WHAT IS NEEDED
With the pictures omitted, transcribe each line below exactly as it is.
========
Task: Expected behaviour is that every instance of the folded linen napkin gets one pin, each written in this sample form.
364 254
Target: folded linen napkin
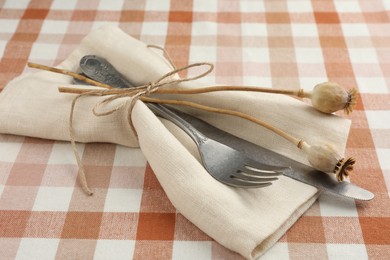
246 221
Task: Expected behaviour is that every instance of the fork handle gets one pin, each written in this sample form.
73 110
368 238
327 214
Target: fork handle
169 114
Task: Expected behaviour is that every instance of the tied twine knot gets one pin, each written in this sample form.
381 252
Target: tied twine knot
132 94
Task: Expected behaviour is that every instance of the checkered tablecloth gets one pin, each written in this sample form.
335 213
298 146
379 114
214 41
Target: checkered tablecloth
283 44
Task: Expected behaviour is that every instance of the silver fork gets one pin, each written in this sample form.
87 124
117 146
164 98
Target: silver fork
222 162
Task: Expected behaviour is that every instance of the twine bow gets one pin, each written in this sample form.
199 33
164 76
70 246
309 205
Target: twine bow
131 95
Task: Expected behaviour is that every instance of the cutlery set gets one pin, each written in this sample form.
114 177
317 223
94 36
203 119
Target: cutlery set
227 158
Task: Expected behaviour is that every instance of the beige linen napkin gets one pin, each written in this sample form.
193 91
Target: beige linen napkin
246 221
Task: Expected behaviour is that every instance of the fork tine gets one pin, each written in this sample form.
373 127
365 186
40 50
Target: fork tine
240 183
253 178
258 166
254 171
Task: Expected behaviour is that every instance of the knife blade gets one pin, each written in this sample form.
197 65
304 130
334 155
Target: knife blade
299 171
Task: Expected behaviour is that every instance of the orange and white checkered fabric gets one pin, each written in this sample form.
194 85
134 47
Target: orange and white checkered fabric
289 44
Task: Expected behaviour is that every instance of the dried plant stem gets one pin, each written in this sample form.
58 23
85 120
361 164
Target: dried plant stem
298 93
283 134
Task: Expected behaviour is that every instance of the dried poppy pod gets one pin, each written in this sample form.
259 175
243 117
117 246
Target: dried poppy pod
326 159
329 97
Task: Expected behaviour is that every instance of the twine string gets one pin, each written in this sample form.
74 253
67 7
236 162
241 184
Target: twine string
131 96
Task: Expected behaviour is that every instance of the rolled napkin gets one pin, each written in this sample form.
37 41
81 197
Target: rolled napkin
246 221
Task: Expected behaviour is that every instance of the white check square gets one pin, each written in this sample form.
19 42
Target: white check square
191 250
54 27
344 6
31 248
62 153
204 6
43 51
378 119
309 55
384 158
123 200
53 199
63 5
112 5
299 6
204 28
8 25
359 29
203 53
20 4
155 28
9 151
114 249
363 55
305 30
250 29
372 85
153 5
347 251
252 6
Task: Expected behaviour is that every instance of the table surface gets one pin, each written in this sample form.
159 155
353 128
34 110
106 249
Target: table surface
293 44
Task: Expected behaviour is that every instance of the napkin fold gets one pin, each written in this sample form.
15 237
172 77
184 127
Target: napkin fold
246 221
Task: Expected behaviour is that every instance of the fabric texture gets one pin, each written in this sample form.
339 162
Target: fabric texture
280 44
245 221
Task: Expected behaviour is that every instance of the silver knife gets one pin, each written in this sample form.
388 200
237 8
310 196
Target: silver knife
99 69
299 171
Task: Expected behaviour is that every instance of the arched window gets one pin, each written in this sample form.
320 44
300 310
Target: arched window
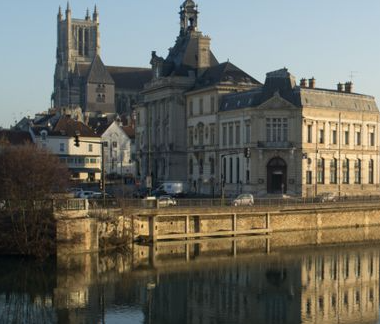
370 171
321 171
333 171
358 171
200 134
346 171
191 166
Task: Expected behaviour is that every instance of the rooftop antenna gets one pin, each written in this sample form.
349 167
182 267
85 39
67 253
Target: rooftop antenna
353 75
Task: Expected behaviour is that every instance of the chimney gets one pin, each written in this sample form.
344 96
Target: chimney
349 86
303 83
312 83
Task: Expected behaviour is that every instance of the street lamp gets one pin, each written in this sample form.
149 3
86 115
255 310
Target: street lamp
223 176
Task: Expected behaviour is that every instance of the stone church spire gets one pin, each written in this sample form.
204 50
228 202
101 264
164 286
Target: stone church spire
189 17
59 16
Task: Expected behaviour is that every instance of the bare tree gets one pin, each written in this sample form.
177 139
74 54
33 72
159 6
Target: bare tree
29 176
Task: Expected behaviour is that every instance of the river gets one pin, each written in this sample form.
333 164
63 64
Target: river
237 280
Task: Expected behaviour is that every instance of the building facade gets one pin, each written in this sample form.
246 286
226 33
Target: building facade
302 140
119 144
82 80
83 162
162 129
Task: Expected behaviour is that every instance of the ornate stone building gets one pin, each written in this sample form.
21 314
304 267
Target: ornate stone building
82 80
302 140
190 69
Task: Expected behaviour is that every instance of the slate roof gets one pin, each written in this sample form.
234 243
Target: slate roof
65 126
130 131
284 84
130 77
15 137
224 73
182 58
98 72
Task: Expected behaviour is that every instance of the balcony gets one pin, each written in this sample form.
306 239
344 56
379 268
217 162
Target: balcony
275 145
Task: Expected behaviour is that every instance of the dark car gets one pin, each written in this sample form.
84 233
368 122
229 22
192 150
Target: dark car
140 193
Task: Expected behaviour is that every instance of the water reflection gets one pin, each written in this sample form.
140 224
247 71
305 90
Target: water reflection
223 281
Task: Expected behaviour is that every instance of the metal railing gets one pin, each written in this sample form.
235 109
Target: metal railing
215 203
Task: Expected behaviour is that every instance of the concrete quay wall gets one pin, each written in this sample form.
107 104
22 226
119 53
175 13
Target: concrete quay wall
173 221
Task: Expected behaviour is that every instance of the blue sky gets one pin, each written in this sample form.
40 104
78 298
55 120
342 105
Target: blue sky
326 39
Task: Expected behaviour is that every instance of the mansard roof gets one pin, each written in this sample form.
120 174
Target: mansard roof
98 72
183 57
15 137
283 84
224 73
130 78
65 126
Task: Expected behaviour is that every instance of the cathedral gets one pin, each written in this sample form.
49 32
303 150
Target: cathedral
215 127
82 80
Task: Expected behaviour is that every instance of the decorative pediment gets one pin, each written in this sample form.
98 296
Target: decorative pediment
276 102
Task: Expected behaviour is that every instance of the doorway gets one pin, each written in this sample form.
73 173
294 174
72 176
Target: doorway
========
ANSWER TO THIS PROBLEM
Task: Expected behaviour is that every instance of the folded linen napkin gets one pin, each written in this sample form.
364 254
Target: folded linen napkin
246 221
Task: Expected behaviour is that every instance of the fork handle gets one pin, each written in this sample form.
73 110
368 238
327 214
Target: fork handle
169 114
Task: Expected behaviour is that every instance of the tied twine knot gets one pin, each written in this sample form.
381 252
Target: tied twine knot
132 94
Task: Expected behaviour is that every instance of the checkered tablecloth gets one pin, each written in this sample form.
335 213
298 146
379 114
214 41
Target: checkered tablecloth
283 44
Task: Expected behaviour is that every instance of the silver fork gets one pin, each written in this sample form.
87 124
117 146
164 98
Target: silver fork
222 162
Task: Expected behaviour is that every instance of the twine bow gets one pin, each written in this sample form.
199 33
164 76
70 246
309 205
Target: twine bow
131 95
Task: Expected behaviour is that every instance of the cutlery set gets one pin, each written in this sample form.
114 177
317 223
94 36
203 119
Target: cutlery set
227 158
Task: Expected behaviour is that every instance of the beige linen napkin gets one pin, each written in this sample form.
193 91
Target: beige linen napkin
246 221
Task: Expected behaviour is that every instance of the fork tine gets one pin, each written in this sample form.
373 127
365 186
40 50
Target: fork tine
240 183
253 178
258 166
254 171
Task: Expected behaviour is that every instance of the knife blade gets one pin, each written in this sample form.
197 65
304 130
334 155
Target: knife blade
299 171
Task: Expected behaviour is that every instance of the orange and white checkered fabric gets one pin, each written in this sample form.
194 85
134 47
Target: orange and white checkered fabric
289 44
Task: Expected behaviour is that every instance of the dried plant stem gets one pin, each written in this sample form.
58 23
85 120
361 164
Target: dried plant stem
298 93
283 134
Task: Expected behaviour is that every instance of the dried poppy pod gets one pin, each written in this sample form.
259 175
243 117
117 246
Target: dried poppy pod
326 159
329 97
Task: Expected behaviour is that every instance of the twine string gets one pin, each written in this sample form.
74 253
67 7
236 162
241 184
Target: twine string
131 96
Task: Expected behaviour is that every instance of the rolled napkin gets one pin, each written in this sample form.
37 41
81 197
Target: rolled napkin
246 221
Task: Expected behaviour is that every instance of the white check square gets one pin, each written in this sample form.
19 42
Target: white check square
191 250
54 27
344 6
31 248
62 153
204 6
43 51
378 119
309 55
384 158
123 200
53 199
63 5
112 5
299 6
204 28
8 25
359 29
203 53
20 4
155 28
9 151
114 249
363 55
305 30
250 29
372 85
153 5
347 251
252 6
Task: Expected behaviour is that every instance of the table surface gets one pin, each written in this sample form.
159 155
353 128
34 110
106 249
Target: table surface
293 44
Task: Expected behaviour is that every instance of the napkin fold gets one pin, each written in this sample form.
15 237
172 77
184 127
Target: napkin fold
246 221
Task: Expected behaviour is that every instance of the fabric texture gets one pin, each written in this sample form.
339 162
Target: fabric texture
280 44
245 221
Task: Expected behaviour is that every instance of the silver knife gets one pin, each written in this sample form.
388 200
237 8
310 196
Target: silver knife
99 69
299 171
Task: Expected behaviour is that every instance of the arched window gets one pin, each written in this sample form.
320 44
300 310
Target: arched window
370 171
321 171
333 171
358 171
200 134
346 171
191 166
Task: Expected behaviour is that every instance of the rooftop antenna gets one pin, each written in this sample form.
349 167
182 267
85 39
67 253
Target: rooftop antenna
353 75
Task: Expected behaviour is that every instance of the chimney gets one pin, each written in this sample form.
344 96
Target: chimney
349 86
303 83
312 83
Task: Expected behaviour is that every instance of the street lamp gets one pin, each written in this sample form.
149 3
86 115
255 310
Target: street lamp
223 176
Task: Expected behaviour is that every instance of the stone church spire gets one pin, each written in this sample form.
204 50
228 202
101 264
164 286
Target: stone church spire
189 17
59 16
Task: Expected behaviour is that every instance of the bare tree gets one pin, each written in this sample form.
177 139
74 54
33 72
159 6
Target: bare tree
29 176
Task: Expected behaviour is that every instance of the river gets one pin, each written in this sample form.
333 164
63 64
Target: river
237 280
Task: Expected behaviour is that every instance of the building facade gets one pin, each written in this sample form.
246 286
226 33
Target: building facade
302 140
119 144
82 80
83 162
162 129
Task: Expected behaviour is that every instance of the ornate stone building gets one pin, each written in this sample form.
21 314
304 267
Target: ornate stone building
82 80
302 140
190 69
Task: Expected behaviour is that every instance of the slate roof gets one pin, each written in this sample form.
234 243
Target: slate roof
65 126
130 131
284 84
130 77
15 137
224 73
182 58
98 72
Task: Expected behaviour is that every instance of the balcony gets one pin, each written in this sample form.
306 239
344 56
379 268
217 162
Target: balcony
275 145
Task: Expected behaviour is that every instance of the dark car gets one pin, each written in this sample form.
84 233
368 122
229 22
192 150
Target: dark car
140 193
Task: Expected behaviour is that every instance of the water reflection gets one pin, each written in this sample form.
140 224
247 71
305 90
Target: water reflection
223 281
Task: Expected behaviour is that every instance of the metal railing gets one pin, each written in this sample form.
235 109
Target: metal railing
215 203
Task: Expected behaviour is that every instance of the concrete quay wall gets one pin, each written in this sample form.
107 104
22 226
119 53
175 13
Target: concrete quay wall
173 221
Task: Expected behaviour is that every instance of the blue sky gets one pin, each written in this sample form.
40 104
78 298
55 120
342 105
Target: blue sky
326 39
Task: Expected behaviour is that every instance of the mansard roof gets one pin, each written in this sample form.
120 174
Target: mansard roof
98 72
183 57
15 137
283 84
224 73
130 78
65 126
Task: Expected behaviour is that every instance of the cathedral gets one pin, each written in this sample form.
49 32
303 150
Target: cathedral
215 127
82 80
Task: Expected behaviour is that every instance of the decorative pediment gets one pin, each written in this sample form.
98 296
Target: decorative pediment
276 102
Task: Expected behaviour is that every instance of the doorway gets one pin, each written in this sample form.
73 173
294 174
72 176
Target: doorway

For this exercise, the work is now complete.